Rows from a box labeling dataset:

——

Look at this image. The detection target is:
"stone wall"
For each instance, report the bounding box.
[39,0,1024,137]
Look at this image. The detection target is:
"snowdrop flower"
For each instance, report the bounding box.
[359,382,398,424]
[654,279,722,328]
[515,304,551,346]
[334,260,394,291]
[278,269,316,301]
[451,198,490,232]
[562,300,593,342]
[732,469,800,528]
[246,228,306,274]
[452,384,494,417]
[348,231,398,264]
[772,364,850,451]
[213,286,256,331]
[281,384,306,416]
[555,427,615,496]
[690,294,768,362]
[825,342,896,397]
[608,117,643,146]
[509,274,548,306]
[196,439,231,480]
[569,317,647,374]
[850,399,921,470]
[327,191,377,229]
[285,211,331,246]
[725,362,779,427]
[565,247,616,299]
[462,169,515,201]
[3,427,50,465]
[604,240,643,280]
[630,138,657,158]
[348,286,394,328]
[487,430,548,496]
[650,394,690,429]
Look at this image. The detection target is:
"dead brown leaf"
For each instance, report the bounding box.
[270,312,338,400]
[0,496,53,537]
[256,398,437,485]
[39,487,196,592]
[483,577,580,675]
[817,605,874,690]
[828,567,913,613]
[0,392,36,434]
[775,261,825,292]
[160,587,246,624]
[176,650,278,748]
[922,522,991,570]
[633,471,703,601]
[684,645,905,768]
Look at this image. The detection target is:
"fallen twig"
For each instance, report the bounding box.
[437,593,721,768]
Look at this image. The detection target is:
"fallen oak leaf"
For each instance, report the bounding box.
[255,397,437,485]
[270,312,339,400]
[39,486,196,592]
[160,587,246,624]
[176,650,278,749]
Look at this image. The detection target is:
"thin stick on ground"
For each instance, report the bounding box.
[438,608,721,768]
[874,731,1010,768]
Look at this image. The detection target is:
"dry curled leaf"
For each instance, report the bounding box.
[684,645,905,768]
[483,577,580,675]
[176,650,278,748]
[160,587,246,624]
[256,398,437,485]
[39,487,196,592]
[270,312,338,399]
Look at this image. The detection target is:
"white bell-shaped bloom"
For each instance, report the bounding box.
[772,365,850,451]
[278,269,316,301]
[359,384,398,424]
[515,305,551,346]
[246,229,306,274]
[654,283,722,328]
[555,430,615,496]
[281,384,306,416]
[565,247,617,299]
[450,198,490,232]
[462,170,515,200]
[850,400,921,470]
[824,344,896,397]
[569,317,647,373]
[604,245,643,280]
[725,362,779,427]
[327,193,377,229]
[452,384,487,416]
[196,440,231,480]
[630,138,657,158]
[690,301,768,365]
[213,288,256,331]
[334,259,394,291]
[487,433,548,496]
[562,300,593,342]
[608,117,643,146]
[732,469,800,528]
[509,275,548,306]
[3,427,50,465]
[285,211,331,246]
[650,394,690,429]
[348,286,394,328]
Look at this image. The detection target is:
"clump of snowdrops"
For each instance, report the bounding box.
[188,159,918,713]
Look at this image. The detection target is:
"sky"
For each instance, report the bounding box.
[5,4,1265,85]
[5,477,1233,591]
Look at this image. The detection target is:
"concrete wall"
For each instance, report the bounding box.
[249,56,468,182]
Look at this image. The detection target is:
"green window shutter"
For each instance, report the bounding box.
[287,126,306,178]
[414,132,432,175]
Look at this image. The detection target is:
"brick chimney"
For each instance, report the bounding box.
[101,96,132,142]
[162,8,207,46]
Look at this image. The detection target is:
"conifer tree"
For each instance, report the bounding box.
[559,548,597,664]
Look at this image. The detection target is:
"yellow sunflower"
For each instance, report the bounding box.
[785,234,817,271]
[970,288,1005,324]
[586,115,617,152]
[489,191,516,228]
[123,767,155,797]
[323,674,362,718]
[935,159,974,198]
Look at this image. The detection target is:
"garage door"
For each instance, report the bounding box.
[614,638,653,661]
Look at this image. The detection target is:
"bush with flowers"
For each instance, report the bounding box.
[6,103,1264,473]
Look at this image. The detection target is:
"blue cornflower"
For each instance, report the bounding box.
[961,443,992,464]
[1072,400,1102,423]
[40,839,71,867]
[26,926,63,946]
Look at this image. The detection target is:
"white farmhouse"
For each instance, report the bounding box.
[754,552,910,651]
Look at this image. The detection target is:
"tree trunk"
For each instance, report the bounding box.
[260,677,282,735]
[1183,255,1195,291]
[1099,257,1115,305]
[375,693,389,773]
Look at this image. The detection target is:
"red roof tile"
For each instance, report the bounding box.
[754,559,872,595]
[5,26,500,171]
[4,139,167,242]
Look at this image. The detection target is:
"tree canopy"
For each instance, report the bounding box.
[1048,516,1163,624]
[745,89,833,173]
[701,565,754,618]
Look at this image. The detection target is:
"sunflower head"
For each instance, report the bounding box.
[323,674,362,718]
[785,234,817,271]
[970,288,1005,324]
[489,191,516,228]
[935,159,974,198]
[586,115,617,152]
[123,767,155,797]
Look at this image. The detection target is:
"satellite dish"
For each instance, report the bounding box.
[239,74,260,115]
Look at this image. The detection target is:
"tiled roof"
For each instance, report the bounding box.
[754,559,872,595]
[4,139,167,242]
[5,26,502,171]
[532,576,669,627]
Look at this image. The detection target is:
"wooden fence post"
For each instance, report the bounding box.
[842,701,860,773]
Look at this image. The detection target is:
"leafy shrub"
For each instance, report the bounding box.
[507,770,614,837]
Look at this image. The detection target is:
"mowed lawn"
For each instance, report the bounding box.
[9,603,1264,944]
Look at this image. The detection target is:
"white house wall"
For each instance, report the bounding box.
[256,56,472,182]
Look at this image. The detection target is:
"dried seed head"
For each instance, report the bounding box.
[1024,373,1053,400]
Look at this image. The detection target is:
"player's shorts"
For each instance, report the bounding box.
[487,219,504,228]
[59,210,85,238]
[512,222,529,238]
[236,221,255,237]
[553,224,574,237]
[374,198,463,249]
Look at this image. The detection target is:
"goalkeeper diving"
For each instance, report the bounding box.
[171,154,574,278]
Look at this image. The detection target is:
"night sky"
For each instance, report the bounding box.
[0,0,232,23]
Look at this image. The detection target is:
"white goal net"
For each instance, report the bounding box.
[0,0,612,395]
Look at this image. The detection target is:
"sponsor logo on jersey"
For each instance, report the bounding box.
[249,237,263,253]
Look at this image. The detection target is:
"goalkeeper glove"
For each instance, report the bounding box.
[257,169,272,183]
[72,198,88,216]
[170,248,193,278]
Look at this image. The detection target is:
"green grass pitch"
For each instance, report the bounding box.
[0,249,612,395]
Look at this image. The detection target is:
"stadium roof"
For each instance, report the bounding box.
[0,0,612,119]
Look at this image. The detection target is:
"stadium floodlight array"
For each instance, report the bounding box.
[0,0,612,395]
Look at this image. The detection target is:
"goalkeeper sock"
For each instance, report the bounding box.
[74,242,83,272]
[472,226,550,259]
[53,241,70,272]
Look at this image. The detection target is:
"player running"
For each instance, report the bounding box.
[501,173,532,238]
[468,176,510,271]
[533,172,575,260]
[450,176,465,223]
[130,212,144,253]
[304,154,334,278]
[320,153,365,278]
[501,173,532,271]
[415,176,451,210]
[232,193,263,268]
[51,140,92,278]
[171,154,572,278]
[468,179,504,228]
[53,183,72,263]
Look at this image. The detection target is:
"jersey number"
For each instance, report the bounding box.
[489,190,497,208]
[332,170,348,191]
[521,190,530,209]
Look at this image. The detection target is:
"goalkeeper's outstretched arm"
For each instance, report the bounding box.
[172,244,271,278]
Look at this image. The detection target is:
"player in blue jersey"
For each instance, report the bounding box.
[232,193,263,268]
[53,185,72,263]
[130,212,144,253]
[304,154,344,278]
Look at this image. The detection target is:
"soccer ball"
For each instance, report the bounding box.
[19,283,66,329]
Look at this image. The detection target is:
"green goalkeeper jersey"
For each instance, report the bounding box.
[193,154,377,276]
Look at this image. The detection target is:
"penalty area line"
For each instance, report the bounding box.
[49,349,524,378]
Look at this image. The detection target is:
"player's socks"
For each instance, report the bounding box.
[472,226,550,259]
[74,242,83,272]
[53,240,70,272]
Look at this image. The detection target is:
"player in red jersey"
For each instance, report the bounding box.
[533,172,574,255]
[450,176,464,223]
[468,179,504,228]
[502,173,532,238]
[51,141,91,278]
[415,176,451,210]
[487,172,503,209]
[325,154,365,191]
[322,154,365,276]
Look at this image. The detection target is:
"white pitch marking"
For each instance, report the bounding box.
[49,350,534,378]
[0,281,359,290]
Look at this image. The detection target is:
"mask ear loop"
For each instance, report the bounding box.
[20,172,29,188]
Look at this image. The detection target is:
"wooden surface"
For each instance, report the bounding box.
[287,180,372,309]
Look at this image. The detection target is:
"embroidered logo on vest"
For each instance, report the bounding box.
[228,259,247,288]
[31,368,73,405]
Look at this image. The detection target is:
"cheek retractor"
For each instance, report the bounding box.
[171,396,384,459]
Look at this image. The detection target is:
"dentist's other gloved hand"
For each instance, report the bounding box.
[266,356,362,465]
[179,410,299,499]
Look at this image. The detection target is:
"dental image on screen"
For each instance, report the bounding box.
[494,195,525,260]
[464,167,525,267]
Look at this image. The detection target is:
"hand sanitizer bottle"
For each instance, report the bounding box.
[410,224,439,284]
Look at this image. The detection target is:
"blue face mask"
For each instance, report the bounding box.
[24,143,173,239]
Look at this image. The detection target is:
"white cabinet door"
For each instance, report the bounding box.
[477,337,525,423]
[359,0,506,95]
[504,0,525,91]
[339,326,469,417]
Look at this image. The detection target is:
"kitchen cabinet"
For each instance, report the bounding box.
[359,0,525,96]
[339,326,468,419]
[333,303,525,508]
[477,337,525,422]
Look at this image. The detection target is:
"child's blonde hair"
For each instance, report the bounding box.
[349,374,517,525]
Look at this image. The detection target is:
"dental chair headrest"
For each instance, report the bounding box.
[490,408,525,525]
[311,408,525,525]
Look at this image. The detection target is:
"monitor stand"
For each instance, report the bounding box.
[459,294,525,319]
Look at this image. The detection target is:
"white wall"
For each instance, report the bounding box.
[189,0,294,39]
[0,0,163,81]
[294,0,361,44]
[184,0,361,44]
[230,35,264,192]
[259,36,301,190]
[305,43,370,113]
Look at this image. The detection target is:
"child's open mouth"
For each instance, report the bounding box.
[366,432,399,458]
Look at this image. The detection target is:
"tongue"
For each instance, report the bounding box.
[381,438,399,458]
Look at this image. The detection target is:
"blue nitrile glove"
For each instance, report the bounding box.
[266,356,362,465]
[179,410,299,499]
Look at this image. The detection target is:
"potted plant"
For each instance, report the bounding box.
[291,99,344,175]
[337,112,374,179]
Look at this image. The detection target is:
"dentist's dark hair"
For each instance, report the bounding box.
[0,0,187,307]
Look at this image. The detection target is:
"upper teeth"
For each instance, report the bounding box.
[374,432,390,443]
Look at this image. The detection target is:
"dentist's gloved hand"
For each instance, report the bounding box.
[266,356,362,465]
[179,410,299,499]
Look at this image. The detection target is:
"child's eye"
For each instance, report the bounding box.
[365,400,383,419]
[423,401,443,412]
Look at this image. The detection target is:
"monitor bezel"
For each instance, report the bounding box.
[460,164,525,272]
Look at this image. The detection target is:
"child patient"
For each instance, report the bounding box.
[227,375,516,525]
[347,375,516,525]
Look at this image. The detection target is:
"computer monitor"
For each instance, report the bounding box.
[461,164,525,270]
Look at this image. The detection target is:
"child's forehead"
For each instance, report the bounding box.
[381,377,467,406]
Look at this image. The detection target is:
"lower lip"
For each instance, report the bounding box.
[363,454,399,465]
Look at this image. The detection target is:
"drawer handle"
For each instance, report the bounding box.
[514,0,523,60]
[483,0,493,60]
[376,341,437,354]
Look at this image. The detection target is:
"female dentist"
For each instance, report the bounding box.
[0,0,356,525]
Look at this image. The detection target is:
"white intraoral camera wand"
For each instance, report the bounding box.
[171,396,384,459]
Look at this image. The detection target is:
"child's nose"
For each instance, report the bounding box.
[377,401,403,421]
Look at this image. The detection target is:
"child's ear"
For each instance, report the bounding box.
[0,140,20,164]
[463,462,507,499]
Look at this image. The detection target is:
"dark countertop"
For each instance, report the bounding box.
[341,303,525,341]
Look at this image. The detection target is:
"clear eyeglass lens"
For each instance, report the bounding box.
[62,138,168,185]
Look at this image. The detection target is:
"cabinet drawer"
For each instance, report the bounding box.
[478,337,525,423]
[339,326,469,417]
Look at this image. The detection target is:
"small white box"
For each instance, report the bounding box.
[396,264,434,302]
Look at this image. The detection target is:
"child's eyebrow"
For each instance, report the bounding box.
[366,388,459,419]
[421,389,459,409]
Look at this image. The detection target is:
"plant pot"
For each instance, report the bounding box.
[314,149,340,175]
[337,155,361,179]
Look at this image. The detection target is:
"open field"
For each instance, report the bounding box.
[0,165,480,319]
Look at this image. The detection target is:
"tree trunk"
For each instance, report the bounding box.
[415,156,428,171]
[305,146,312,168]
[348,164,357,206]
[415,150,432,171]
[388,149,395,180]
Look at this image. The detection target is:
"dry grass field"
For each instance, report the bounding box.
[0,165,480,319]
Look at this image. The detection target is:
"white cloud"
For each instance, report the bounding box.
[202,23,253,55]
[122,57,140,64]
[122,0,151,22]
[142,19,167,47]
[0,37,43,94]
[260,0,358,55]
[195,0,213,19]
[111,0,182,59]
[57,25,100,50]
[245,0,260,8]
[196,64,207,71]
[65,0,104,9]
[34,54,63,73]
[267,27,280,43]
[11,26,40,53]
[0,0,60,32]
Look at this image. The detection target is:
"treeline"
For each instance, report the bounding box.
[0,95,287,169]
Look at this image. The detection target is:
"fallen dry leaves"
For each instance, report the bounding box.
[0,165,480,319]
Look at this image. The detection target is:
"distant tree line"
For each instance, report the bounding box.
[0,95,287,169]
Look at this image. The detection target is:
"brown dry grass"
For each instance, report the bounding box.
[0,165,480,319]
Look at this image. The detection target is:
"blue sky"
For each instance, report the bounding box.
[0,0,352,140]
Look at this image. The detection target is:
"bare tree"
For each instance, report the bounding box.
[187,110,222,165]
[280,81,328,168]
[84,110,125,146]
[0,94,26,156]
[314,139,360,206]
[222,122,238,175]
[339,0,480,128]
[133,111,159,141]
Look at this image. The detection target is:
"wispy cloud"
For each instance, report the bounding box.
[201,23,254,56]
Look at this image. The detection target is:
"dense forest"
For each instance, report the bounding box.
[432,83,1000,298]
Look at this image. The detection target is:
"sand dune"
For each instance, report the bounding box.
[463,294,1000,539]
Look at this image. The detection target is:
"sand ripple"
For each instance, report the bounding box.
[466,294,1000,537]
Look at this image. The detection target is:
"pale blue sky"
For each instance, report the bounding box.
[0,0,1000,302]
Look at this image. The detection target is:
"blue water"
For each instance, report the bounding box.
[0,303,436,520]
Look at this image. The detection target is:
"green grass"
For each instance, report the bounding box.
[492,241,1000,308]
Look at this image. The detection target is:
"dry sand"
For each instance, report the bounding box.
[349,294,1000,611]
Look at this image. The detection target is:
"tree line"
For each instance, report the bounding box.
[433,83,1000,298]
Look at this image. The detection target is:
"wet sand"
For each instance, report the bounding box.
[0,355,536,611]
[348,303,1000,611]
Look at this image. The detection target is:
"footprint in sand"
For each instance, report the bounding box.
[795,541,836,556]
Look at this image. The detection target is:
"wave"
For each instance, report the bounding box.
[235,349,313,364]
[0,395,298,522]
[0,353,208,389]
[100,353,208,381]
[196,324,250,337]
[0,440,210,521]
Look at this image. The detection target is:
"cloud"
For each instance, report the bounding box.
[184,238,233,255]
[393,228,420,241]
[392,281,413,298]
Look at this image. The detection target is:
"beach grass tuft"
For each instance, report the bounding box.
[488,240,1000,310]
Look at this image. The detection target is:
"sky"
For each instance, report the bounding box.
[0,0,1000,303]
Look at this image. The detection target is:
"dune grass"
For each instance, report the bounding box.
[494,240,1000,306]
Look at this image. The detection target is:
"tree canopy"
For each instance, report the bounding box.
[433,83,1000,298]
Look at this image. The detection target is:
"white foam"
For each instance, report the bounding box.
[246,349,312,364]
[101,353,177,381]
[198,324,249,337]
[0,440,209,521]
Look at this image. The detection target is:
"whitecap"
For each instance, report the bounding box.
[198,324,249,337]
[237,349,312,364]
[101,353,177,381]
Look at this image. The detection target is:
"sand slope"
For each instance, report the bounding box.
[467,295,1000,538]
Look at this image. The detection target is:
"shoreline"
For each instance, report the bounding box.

——

▶ **Direction**:
Rewrite the rows from the beginning through the line containing "[39,0,1024,137]", substituting "return" for "report" and keeping everything else unchanged.

▶ **Output of the task**:
Look at this image. The detection target is:
"stone wall"
For each instance, return the bounding box.
[39,0,1024,137]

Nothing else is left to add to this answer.